** start Provided records **
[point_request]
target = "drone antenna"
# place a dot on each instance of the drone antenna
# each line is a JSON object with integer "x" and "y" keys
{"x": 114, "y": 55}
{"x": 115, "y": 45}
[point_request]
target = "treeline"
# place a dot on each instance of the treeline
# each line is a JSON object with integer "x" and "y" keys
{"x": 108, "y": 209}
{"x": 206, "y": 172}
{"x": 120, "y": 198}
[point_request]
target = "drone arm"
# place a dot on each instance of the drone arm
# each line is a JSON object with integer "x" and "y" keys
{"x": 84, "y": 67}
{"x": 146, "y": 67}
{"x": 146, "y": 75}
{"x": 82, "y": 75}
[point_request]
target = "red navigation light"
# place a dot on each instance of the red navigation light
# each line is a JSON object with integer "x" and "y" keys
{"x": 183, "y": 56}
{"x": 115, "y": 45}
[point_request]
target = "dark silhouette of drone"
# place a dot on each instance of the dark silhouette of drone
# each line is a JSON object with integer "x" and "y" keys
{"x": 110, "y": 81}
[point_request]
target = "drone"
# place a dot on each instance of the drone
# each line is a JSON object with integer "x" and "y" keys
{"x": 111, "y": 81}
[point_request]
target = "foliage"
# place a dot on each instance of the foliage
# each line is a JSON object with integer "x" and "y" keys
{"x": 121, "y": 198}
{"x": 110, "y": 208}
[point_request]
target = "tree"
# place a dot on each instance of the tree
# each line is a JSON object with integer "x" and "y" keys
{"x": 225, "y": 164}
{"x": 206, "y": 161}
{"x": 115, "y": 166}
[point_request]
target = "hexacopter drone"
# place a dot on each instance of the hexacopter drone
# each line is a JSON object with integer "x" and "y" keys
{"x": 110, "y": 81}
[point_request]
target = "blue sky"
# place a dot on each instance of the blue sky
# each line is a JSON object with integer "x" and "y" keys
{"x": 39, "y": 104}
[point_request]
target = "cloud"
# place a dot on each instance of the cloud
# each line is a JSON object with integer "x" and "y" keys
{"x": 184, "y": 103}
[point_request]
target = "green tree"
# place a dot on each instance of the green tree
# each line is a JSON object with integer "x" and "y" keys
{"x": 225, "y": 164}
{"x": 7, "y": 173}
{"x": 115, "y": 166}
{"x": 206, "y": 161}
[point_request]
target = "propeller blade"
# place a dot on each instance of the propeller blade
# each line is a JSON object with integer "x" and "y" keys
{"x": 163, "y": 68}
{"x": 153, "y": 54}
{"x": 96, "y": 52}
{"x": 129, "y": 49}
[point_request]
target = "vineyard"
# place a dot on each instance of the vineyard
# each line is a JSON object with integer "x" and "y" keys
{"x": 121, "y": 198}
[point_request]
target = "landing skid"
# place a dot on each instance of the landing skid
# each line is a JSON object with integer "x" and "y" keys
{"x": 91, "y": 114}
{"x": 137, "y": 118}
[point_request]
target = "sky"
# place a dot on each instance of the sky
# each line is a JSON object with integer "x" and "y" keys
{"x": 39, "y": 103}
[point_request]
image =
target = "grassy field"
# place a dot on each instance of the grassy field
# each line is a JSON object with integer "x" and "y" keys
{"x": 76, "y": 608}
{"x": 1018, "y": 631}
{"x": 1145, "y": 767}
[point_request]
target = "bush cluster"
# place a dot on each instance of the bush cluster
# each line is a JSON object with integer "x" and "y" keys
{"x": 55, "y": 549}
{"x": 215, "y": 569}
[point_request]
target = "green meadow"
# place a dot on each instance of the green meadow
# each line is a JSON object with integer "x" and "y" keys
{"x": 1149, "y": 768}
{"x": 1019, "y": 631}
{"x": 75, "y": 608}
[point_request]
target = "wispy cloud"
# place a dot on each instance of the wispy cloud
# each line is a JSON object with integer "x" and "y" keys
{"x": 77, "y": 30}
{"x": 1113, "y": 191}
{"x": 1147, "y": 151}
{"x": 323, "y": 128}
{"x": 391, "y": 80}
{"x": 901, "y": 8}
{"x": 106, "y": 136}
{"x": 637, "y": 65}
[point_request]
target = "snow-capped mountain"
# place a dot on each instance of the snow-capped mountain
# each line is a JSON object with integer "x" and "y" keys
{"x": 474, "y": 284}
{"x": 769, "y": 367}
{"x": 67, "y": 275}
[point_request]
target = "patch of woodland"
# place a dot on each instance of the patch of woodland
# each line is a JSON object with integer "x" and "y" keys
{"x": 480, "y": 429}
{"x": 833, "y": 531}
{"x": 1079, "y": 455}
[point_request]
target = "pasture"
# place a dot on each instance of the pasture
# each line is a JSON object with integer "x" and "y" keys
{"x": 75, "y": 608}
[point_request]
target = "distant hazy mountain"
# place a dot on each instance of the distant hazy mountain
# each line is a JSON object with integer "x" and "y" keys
** end Provided records **
• _Given problem_:
Return all of the entries exactly as they were supplied.

• _Answer below_:
[point_request]
target = "drone antenna"
# place a dot on each instance of the drone antenna
# each line is a JSON object with integer "x" and "y" keys
{"x": 114, "y": 55}
{"x": 115, "y": 45}
[point_request]
target = "treeline"
# place a dot on each instance of the treeline
# each line is a JSON object with integer "x" and "y" keys
{"x": 108, "y": 209}
{"x": 206, "y": 172}
{"x": 120, "y": 198}
[point_request]
target = "drone arm"
# place a dot on each instance of the drone arm
# each line is a JSON object with integer "x" and "y" keys
{"x": 84, "y": 67}
{"x": 146, "y": 67}
{"x": 146, "y": 75}
{"x": 82, "y": 75}
[point_request]
target = "red navigation light"
# place a dot on each instance of the red navigation light
# each line is a JSON object with integer "x" and "y" keys
{"x": 183, "y": 56}
{"x": 115, "y": 45}
[point_request]
target = "dark silhouette of drone"
# place a dot on each instance of the dark silhouette of drone
# each line is a JSON object with integer "x" and "y" keys
{"x": 110, "y": 81}
[point_request]
target = "drone"
# place a dot on each instance of the drone
# each line is a JSON object with integer "x" and "y" keys
{"x": 111, "y": 81}
[point_request]
target = "foliage"
# place a dot on each instance of the foliage
# each line is a JSON object with integer "x" and "y" keys
{"x": 121, "y": 198}
{"x": 110, "y": 208}
[point_request]
target = "tree"
# place a dot on each instance of the tree
# each line is a JSON object with integer "x" and "y" keys
{"x": 225, "y": 164}
{"x": 206, "y": 161}
{"x": 115, "y": 166}
[point_request]
target = "hexacopter drone"
# place a dot on each instance of the hexacopter drone
# each line is a JSON object with integer "x" and "y" keys
{"x": 110, "y": 81}
[point_request]
target = "blue sky"
# place a dot on each instance of the blue sky
# each line is a JSON object with integer "x" and "y" keys
{"x": 39, "y": 104}
[point_request]
target = "cloud"
# place a dot on each instance of the cloud
# each line is a JSON object with integer "x" and "y" keys
{"x": 184, "y": 103}
[point_request]
target = "green tree"
# place a dot on each instance of the green tree
# each line is a JSON object with integer "x" and "y" keys
{"x": 225, "y": 164}
{"x": 7, "y": 173}
{"x": 115, "y": 166}
{"x": 206, "y": 161}
[point_request]
target = "propeller blade"
# place a dot on each instance of the propeller blade
# each line is a JSON object with integer "x" and "y" keys
{"x": 163, "y": 68}
{"x": 153, "y": 54}
{"x": 96, "y": 52}
{"x": 129, "y": 49}
[point_request]
target = "vineyard"
# place a dot on each instance of the vineyard
# each line is a JSON object with integer "x" and "y" keys
{"x": 121, "y": 198}
[point_request]
target = "landing skid"
# place a dot on each instance of the landing skid
# each line is a JSON object with integer "x" and "y" keys
{"x": 91, "y": 114}
{"x": 137, "y": 118}
[point_request]
target = "sky"
# place a dot on each instance of the sky
# each line is a JSON object with integer "x" and "y" keys
{"x": 39, "y": 103}
[point_request]
image =
target = "grassy field"
# place a dot on each instance of the grassy field
# each line is a JSON object with integer "x" and "y" keys
{"x": 76, "y": 608}
{"x": 1018, "y": 631}
{"x": 1145, "y": 767}
[point_request]
target = "bush cluster"
# place a dot on each instance of the bush cluster
# each line is a JSON object with integer "x" and "y" keys
{"x": 55, "y": 549}
{"x": 215, "y": 569}
[point_request]
target = "green meadow"
# place a dot on each instance of the green meadow
# each line is a JSON object with integer "x" and "y" keys
{"x": 1149, "y": 768}
{"x": 1019, "y": 631}
{"x": 75, "y": 608}
[point_request]
target = "wispy cloud"
# place a dot on each instance of the wispy cloud
# each line is a JSON object with integer "x" and "y" keys
{"x": 77, "y": 30}
{"x": 1113, "y": 191}
{"x": 1147, "y": 151}
{"x": 323, "y": 128}
{"x": 391, "y": 80}
{"x": 901, "y": 8}
{"x": 106, "y": 136}
{"x": 637, "y": 65}
[point_request]
target = "snow-capped mountain"
# place a dot on each instance of the snow-capped mountain
# each line is a JSON object with integer "x" and "y" keys
{"x": 474, "y": 284}
{"x": 769, "y": 367}
{"x": 67, "y": 275}
[point_request]
target = "patch of woodland"
# place a dot on each instance of the patch of woodland
# each line is a JSON object with integer "x" and "y" keys
{"x": 480, "y": 429}
{"x": 833, "y": 531}
{"x": 1079, "y": 455}
[point_request]
target = "pasture"
# place a dot on each instance of the pasture
# each line is a JSON object with integer "x" and "y" keys
{"x": 75, "y": 608}
[point_request]
target = "distant hazy mountain"
# place a dot on each instance of the distant hazy mountain
# each line is a JSON object with integer "x" and "y" keys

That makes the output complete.